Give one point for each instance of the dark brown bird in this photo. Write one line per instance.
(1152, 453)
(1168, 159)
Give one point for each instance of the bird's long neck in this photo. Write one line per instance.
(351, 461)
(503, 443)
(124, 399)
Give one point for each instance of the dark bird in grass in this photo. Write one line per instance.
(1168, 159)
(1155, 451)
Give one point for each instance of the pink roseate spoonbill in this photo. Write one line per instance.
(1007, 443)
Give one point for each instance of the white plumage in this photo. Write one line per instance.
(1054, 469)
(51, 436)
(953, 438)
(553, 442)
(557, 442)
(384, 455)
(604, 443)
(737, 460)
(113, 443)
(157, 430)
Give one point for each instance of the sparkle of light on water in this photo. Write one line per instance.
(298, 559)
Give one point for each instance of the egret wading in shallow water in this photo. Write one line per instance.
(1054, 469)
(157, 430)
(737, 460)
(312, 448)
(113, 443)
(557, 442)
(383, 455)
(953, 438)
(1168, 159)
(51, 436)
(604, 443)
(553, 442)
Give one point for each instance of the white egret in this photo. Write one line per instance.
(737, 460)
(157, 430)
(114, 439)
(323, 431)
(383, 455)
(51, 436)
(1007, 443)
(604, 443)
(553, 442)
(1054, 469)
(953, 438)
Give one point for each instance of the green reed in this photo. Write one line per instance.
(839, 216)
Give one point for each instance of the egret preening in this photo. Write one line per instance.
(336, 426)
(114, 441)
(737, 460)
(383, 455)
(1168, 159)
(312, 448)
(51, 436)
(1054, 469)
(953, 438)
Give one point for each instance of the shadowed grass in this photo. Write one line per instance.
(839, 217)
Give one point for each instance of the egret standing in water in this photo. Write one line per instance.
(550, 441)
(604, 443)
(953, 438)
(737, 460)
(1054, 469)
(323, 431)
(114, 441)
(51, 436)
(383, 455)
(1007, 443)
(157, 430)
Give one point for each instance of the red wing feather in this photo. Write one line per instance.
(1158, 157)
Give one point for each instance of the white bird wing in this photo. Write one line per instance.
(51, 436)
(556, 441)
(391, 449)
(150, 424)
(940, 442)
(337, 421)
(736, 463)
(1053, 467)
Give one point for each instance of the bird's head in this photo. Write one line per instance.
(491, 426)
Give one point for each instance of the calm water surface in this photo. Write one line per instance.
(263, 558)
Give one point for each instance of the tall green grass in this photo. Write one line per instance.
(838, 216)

==

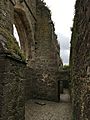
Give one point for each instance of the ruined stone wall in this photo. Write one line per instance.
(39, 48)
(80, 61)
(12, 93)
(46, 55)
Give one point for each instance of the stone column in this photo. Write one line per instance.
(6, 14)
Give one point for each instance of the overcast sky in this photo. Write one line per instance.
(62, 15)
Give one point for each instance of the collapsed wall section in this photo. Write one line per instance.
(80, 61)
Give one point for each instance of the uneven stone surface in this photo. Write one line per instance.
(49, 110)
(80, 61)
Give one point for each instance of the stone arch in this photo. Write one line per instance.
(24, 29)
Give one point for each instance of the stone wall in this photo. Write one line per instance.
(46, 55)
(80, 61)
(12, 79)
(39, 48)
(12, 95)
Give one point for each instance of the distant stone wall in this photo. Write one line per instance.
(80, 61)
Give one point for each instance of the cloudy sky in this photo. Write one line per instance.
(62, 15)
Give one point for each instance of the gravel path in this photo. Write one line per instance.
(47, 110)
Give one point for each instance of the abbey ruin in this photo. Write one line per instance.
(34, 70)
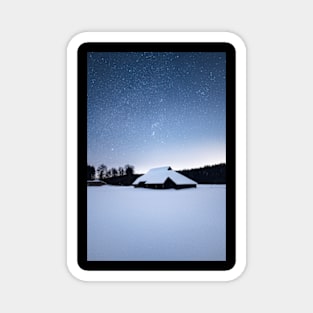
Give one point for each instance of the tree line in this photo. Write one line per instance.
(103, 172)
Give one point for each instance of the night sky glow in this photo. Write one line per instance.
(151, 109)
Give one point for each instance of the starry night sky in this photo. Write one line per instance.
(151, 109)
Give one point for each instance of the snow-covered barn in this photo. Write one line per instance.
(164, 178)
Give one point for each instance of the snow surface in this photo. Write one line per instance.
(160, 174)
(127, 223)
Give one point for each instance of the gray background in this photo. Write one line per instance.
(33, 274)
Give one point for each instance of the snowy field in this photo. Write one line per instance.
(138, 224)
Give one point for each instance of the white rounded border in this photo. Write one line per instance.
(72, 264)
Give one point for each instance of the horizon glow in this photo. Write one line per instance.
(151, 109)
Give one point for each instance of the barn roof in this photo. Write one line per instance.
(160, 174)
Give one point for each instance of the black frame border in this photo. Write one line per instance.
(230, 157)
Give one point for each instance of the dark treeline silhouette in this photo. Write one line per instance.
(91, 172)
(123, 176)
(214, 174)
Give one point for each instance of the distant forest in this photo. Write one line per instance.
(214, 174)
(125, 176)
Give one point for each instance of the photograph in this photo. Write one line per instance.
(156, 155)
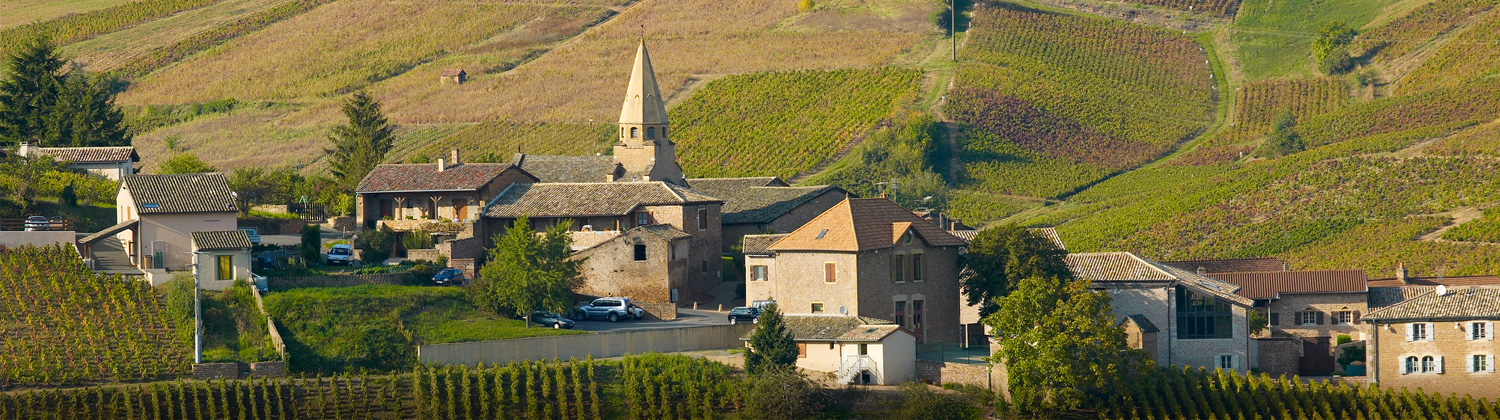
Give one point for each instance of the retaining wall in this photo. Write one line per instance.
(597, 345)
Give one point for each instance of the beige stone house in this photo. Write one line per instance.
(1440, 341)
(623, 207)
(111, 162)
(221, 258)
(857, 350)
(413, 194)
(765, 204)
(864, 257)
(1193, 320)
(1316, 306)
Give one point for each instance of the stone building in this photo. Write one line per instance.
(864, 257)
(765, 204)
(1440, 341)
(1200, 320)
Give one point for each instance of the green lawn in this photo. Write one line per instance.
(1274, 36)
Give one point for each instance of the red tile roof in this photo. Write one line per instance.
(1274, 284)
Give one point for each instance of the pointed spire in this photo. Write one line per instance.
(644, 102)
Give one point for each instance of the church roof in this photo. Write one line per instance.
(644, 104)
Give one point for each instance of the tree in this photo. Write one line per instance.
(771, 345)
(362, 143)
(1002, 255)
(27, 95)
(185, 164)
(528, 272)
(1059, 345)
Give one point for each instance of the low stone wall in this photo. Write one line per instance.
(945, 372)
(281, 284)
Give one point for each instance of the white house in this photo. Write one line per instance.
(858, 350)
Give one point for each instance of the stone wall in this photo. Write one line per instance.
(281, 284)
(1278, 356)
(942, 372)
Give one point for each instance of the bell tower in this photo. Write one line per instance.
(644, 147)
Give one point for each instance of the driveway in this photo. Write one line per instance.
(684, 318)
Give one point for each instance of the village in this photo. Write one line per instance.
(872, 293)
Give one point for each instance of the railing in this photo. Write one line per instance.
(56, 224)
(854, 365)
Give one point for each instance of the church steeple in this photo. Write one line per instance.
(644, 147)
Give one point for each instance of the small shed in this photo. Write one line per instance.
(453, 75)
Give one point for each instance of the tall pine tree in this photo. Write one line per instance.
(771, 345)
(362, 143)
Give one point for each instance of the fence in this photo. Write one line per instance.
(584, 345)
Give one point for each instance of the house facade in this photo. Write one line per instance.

## Task to carry out
Pull out each line above that contains the word "distant" and copy it in full.

## Solution to this exercise
Give one point for each instance of the distant stone wall in this photo. Write one line per instance.
Give one point for each instance of the distant forest in this photo. Write one line per instance.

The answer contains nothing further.